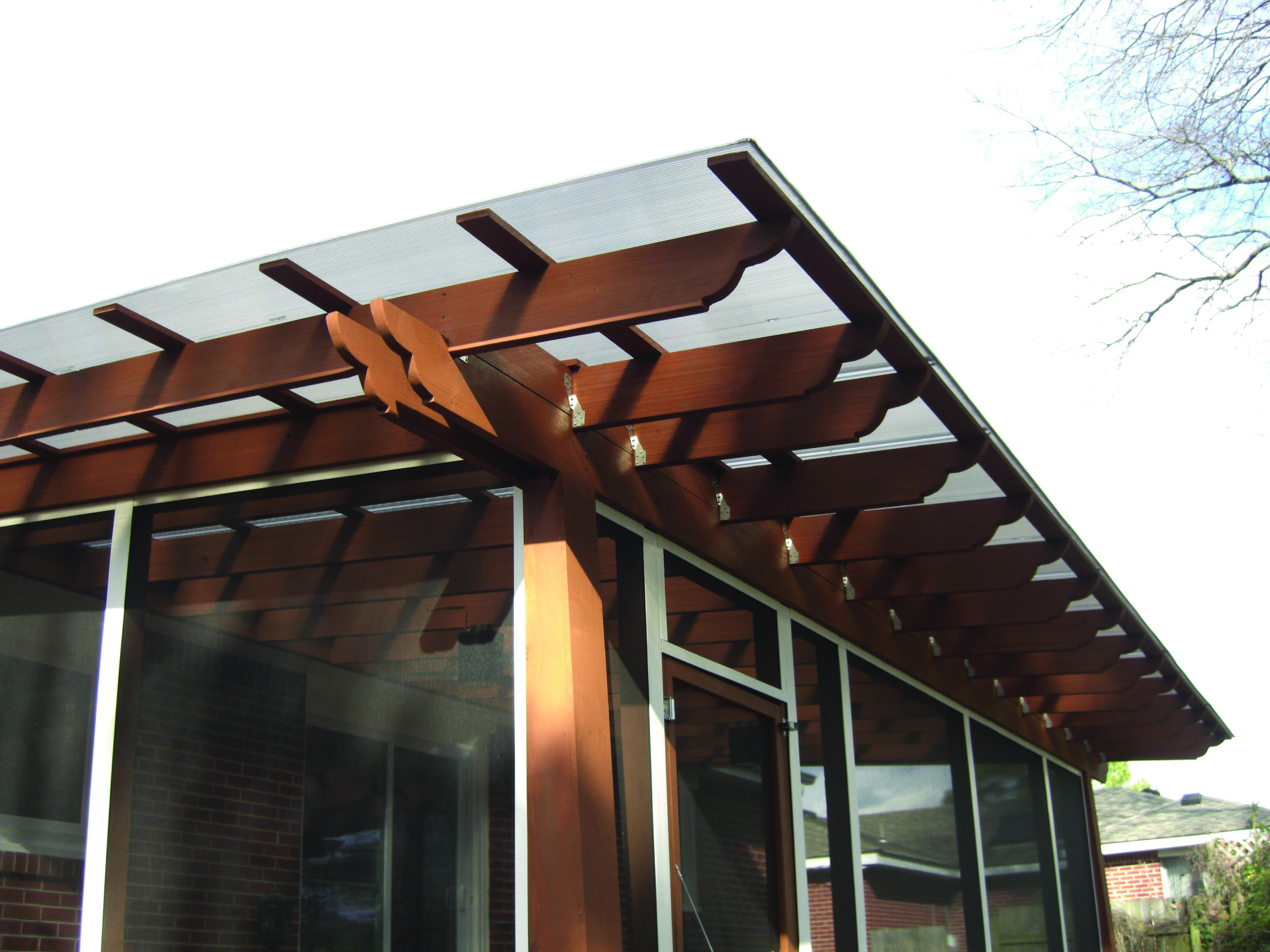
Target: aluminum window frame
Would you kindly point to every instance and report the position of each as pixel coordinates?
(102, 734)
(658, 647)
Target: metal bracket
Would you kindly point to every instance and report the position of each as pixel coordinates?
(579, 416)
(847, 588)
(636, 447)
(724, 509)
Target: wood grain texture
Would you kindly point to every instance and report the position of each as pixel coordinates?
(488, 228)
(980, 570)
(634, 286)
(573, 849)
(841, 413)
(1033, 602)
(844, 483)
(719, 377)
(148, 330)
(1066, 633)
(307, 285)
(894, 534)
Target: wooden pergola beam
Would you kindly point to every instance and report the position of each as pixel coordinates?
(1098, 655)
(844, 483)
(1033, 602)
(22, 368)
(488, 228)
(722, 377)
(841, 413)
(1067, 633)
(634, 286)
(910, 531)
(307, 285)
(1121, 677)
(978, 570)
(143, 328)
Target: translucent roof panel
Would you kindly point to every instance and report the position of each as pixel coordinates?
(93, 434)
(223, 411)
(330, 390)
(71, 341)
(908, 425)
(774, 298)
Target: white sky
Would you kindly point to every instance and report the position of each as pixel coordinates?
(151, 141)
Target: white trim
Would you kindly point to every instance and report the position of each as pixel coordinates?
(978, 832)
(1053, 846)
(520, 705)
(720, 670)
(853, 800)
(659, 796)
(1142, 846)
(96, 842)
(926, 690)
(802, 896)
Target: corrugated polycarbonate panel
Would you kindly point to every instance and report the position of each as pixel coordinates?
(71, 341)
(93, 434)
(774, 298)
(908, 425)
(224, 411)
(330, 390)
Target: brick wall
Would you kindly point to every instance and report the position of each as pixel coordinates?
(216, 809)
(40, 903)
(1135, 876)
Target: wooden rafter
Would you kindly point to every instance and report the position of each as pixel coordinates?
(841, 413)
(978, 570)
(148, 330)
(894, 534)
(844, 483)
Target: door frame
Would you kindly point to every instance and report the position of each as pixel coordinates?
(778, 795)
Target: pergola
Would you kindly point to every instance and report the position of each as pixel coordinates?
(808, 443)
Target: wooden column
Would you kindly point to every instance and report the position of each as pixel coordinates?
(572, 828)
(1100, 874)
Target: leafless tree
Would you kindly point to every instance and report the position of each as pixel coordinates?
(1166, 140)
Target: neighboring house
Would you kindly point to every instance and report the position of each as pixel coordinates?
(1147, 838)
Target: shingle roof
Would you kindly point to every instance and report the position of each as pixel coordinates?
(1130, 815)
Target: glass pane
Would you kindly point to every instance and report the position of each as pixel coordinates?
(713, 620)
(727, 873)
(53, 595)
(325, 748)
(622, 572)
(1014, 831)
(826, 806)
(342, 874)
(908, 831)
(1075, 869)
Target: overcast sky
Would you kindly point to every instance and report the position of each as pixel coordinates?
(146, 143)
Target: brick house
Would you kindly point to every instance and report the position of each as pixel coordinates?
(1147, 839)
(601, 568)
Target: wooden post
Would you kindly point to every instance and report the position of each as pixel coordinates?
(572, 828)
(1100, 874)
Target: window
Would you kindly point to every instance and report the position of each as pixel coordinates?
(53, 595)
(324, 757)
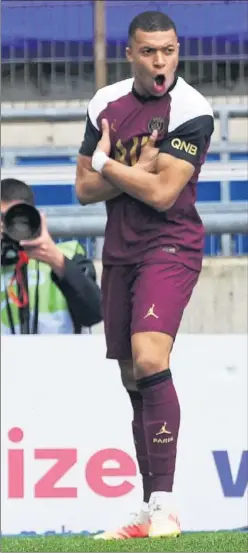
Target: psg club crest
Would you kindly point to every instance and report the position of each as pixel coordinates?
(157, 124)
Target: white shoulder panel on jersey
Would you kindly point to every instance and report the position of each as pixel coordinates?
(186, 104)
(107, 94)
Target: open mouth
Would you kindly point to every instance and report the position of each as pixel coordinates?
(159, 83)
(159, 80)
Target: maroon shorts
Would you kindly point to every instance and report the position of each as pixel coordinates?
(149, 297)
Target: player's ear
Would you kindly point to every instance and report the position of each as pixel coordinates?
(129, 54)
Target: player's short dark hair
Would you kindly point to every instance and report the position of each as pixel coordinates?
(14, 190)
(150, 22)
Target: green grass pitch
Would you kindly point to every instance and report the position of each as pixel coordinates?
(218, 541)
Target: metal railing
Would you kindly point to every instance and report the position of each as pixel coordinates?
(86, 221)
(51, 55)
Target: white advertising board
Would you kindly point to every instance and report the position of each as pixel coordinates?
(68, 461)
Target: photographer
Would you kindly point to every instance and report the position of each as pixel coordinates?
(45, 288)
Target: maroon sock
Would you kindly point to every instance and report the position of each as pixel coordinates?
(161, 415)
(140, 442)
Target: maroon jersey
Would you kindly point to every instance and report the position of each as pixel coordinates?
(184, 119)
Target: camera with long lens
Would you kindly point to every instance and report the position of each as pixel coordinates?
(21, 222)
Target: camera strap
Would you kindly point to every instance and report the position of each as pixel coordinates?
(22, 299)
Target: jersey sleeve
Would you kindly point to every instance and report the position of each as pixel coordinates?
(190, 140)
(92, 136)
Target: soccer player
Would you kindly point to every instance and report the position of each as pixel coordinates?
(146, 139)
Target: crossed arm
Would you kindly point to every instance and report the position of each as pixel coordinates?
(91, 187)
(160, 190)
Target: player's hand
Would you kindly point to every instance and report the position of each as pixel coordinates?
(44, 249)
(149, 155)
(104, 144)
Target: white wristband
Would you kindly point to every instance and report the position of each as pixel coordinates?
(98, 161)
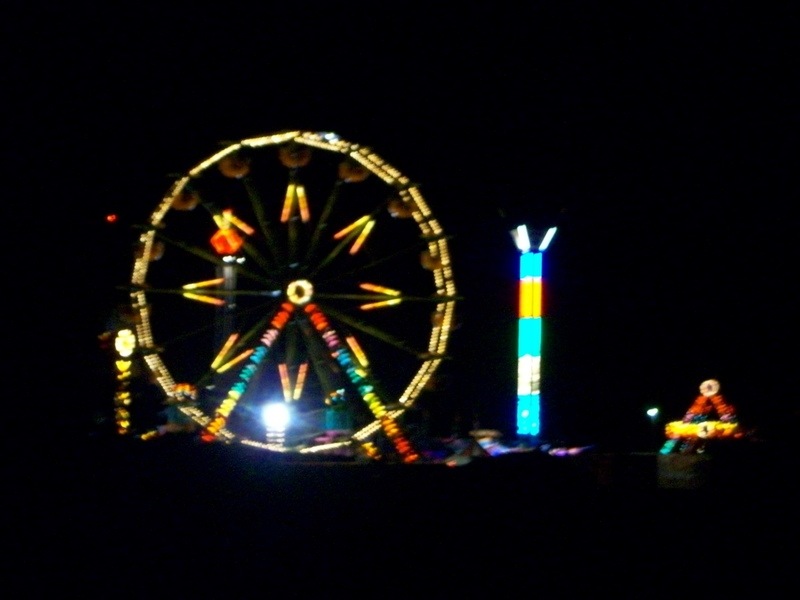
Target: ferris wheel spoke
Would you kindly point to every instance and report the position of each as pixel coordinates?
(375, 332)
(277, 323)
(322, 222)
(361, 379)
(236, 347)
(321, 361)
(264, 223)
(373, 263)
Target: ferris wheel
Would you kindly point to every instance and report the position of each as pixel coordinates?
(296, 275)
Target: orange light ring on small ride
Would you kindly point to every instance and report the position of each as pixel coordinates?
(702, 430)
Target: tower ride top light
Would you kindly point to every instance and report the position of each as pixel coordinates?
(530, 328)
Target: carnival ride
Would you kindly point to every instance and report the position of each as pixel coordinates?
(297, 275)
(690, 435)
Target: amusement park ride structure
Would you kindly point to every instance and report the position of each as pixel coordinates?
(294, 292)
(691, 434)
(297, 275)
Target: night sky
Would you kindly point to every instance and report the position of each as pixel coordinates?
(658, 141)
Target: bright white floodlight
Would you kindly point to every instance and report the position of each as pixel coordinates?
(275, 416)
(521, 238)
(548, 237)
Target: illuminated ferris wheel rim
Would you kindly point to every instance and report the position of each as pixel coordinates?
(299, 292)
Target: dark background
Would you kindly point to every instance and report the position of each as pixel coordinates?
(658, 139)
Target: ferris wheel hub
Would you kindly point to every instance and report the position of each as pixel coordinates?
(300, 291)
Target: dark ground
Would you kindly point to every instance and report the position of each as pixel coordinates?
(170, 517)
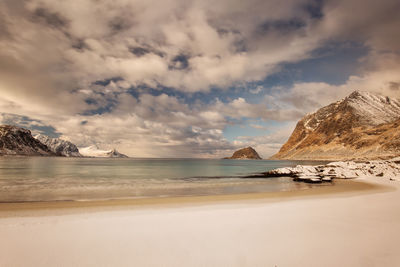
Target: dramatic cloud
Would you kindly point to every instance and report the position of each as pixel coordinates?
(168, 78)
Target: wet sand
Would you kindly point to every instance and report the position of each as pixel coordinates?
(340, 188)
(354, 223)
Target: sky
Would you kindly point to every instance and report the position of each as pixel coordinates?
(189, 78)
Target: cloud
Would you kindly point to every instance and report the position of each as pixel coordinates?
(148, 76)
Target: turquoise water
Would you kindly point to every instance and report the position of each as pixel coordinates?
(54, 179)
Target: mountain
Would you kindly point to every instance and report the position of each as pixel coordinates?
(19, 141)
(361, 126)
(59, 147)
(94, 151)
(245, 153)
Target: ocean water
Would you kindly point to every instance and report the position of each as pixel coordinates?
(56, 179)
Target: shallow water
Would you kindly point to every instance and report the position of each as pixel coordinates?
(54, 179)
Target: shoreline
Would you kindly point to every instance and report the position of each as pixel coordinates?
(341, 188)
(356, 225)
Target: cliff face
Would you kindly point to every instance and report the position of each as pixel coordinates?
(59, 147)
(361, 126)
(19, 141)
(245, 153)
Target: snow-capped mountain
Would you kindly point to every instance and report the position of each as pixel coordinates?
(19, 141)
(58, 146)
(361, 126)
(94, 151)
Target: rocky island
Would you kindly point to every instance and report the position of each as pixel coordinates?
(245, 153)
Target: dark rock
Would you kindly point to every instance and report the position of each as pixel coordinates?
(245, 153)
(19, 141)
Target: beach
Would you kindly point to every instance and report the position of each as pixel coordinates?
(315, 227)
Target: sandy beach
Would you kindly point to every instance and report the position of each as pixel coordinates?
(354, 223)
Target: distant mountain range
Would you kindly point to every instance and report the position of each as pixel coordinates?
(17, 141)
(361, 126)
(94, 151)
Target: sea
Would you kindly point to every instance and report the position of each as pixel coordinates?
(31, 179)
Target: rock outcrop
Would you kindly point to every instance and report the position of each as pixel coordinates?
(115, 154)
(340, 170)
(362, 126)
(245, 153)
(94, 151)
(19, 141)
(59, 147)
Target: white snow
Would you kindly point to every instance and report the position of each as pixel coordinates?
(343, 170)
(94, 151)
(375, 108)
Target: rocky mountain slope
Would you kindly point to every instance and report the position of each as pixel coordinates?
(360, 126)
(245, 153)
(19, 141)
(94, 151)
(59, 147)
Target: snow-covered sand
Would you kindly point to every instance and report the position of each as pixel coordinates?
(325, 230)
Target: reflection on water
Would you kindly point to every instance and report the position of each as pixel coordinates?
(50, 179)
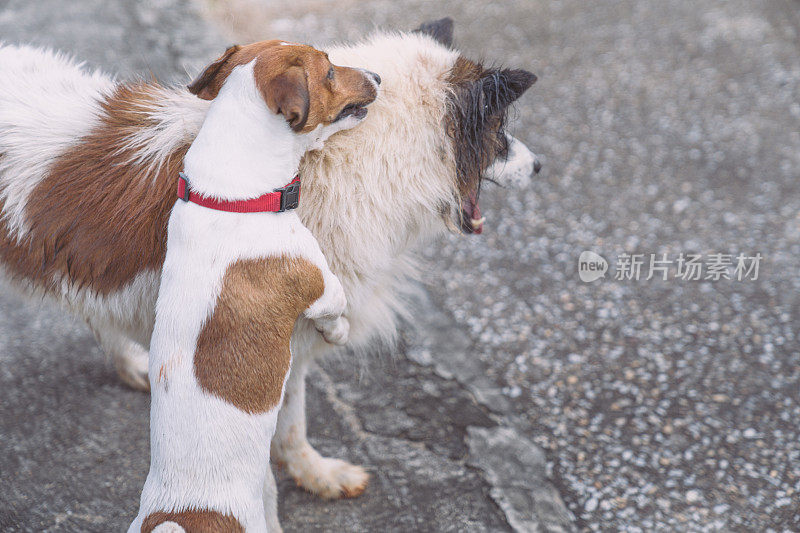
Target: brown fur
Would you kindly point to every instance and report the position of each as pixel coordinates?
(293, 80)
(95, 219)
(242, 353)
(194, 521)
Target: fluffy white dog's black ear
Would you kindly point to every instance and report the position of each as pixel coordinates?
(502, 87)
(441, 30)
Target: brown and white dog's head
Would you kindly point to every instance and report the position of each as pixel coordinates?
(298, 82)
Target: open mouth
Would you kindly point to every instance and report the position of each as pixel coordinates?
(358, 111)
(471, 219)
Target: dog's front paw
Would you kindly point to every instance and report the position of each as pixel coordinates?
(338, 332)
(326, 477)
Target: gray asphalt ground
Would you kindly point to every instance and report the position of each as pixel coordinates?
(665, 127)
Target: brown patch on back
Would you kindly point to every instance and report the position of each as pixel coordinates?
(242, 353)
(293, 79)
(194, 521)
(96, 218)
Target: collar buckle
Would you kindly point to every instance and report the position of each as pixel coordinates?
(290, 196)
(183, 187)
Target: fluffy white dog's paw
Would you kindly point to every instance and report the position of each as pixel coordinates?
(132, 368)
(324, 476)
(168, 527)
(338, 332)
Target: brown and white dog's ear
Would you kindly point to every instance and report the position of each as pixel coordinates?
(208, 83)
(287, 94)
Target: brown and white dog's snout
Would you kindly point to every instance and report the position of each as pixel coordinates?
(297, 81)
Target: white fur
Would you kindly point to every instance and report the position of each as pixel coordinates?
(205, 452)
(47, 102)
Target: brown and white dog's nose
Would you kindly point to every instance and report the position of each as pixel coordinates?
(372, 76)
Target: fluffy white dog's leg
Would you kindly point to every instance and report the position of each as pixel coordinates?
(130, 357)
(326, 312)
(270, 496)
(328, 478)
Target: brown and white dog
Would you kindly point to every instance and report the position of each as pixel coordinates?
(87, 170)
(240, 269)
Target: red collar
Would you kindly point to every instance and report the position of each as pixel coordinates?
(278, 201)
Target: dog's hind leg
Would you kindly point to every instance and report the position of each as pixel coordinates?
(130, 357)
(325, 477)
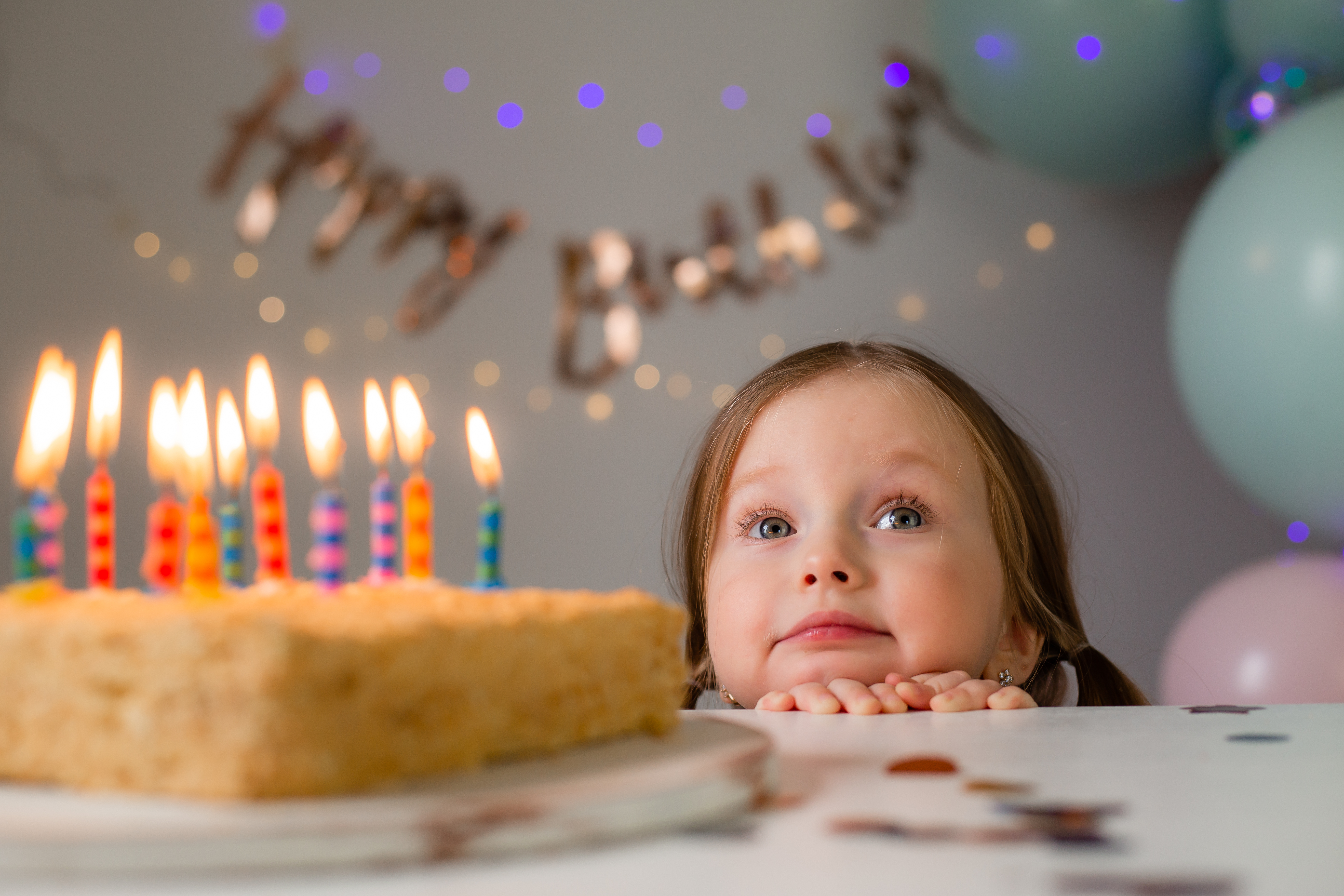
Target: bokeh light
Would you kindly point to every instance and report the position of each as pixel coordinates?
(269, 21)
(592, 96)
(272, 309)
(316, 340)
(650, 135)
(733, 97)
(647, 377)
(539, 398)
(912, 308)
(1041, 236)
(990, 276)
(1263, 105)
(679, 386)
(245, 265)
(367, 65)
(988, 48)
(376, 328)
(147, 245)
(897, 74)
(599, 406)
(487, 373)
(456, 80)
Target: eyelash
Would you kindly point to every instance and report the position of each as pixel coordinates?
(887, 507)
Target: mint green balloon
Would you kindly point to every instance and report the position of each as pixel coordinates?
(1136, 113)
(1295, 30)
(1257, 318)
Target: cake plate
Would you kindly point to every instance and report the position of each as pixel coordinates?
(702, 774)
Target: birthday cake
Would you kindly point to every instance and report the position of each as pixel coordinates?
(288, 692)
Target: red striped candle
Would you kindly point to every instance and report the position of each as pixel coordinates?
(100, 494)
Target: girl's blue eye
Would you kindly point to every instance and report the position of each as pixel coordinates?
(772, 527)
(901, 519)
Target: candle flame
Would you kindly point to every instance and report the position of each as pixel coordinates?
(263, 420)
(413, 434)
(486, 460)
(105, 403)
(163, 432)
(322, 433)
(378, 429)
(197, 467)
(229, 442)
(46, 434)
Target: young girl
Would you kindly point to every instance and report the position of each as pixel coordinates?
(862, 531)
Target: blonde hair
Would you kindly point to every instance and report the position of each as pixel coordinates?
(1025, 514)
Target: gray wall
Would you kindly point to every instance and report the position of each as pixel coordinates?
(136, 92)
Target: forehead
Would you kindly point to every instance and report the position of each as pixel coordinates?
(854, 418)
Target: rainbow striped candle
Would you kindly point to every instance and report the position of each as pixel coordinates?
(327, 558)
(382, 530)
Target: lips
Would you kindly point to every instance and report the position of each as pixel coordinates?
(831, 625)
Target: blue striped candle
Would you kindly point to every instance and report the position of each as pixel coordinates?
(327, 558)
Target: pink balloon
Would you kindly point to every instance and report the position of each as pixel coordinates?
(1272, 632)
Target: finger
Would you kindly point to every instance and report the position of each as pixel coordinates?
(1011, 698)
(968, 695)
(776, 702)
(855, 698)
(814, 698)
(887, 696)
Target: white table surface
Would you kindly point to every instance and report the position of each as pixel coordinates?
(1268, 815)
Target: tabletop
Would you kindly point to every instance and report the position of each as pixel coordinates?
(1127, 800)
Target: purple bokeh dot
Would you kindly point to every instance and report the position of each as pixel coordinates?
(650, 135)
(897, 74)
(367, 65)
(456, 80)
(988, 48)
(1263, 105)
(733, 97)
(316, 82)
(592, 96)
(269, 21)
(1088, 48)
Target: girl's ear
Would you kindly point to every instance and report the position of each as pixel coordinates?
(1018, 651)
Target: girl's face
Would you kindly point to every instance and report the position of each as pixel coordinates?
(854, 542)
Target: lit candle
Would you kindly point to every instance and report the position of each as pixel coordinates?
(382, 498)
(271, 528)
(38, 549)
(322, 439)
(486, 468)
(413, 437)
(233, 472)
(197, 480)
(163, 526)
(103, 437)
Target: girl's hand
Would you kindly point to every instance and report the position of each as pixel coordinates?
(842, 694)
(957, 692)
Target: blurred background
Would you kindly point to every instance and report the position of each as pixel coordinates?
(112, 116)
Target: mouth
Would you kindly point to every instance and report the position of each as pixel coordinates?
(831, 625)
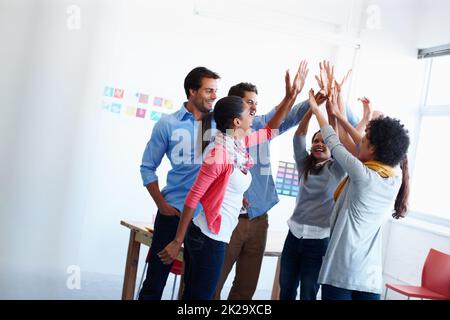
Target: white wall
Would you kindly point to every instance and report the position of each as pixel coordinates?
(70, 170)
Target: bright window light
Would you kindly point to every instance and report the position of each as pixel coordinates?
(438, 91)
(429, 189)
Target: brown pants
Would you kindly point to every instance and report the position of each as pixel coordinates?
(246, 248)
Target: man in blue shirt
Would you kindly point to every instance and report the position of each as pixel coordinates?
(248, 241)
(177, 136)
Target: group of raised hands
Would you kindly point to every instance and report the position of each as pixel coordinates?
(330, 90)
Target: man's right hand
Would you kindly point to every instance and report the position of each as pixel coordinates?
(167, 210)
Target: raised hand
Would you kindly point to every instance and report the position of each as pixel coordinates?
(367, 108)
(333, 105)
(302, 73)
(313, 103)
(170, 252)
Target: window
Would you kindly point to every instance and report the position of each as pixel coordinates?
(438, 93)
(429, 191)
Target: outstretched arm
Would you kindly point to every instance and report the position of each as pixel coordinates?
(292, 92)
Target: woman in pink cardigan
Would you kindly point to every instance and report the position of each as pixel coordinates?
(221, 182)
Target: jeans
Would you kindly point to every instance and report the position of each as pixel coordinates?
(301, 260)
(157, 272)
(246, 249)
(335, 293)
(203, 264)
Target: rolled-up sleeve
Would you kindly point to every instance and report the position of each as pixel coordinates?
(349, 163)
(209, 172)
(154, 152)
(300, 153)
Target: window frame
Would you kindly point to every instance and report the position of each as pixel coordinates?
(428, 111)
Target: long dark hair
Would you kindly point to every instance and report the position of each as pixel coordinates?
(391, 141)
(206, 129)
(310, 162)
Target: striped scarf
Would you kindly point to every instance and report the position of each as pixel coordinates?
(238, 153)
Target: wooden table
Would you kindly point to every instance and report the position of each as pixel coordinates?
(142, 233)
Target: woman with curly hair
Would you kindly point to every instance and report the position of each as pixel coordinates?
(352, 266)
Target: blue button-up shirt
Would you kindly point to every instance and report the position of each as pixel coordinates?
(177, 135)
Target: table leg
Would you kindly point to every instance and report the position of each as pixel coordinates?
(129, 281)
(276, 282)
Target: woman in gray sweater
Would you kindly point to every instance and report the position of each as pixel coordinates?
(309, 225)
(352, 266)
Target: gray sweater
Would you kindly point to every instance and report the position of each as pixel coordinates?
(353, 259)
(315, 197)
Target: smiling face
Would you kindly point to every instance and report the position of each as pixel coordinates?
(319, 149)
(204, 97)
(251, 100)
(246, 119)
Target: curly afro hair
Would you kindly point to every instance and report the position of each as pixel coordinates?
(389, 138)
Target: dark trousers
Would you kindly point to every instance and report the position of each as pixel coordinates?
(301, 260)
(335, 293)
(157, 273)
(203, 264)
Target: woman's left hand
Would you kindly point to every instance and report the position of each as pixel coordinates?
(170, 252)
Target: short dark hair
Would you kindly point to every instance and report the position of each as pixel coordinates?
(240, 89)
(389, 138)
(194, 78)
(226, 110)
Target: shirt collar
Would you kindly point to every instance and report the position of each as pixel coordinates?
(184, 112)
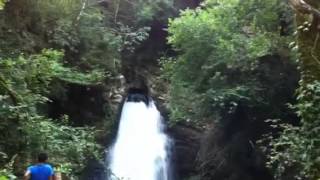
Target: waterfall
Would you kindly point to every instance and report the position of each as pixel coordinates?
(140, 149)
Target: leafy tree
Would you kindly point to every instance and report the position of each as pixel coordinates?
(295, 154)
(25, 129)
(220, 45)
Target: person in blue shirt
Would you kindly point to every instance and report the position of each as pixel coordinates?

● REQUIRED TASK: Each line from the one containing "Target: table leg" through the last line of the listing is to be given again exactly, with no pictures and no other lines.

● TASK ANSWER:
Target: table leg
Would you kindly point to every instance and report the position of each as pixel coordinates?
(129, 281)
(276, 282)
Target: woman in gray sweater
Would you kindly point to every instance and report the position of each as pixel coordinates?
(309, 225)
(352, 266)
Target: gray sweater
Would you kindly point to every instance and report the position of each as pixel coordinates?
(353, 259)
(315, 197)
Target: smiling face
Would you kindly point to every instance and report the position of each as pixel coordinates?
(319, 149)
(204, 97)
(251, 100)
(246, 119)
Target: curly afro hair
Would you kindly point to every instance and report the position of each as pixel coordinates?
(389, 138)
Target: dark trousers
Would you kindly point to every instance and report the position of each as pixel coordinates?
(301, 260)
(335, 293)
(157, 273)
(203, 264)
Target: woman's left hand
Would you kindly point to every instance and report the position of each as pixel coordinates?
(170, 252)
Target: short dark hair
Would you kindly point to every instance and report the position of each as pixel coordinates?
(240, 89)
(389, 138)
(194, 78)
(226, 110)
Target: shirt collar
Would you kindly point to every instance and report the position of each as pixel coordinates?
(184, 112)
Target: waterfall
Would you kindly point to every instance and report the position of each as pixel coordinates?
(140, 149)
Target: leafy tree
Would you kindly point to every instance and report the position of each as pixel coordinates?
(295, 154)
(25, 129)
(220, 45)
Target: person in blue shirt
Would you kindly point to every instance and report the position of each as pixel coordinates?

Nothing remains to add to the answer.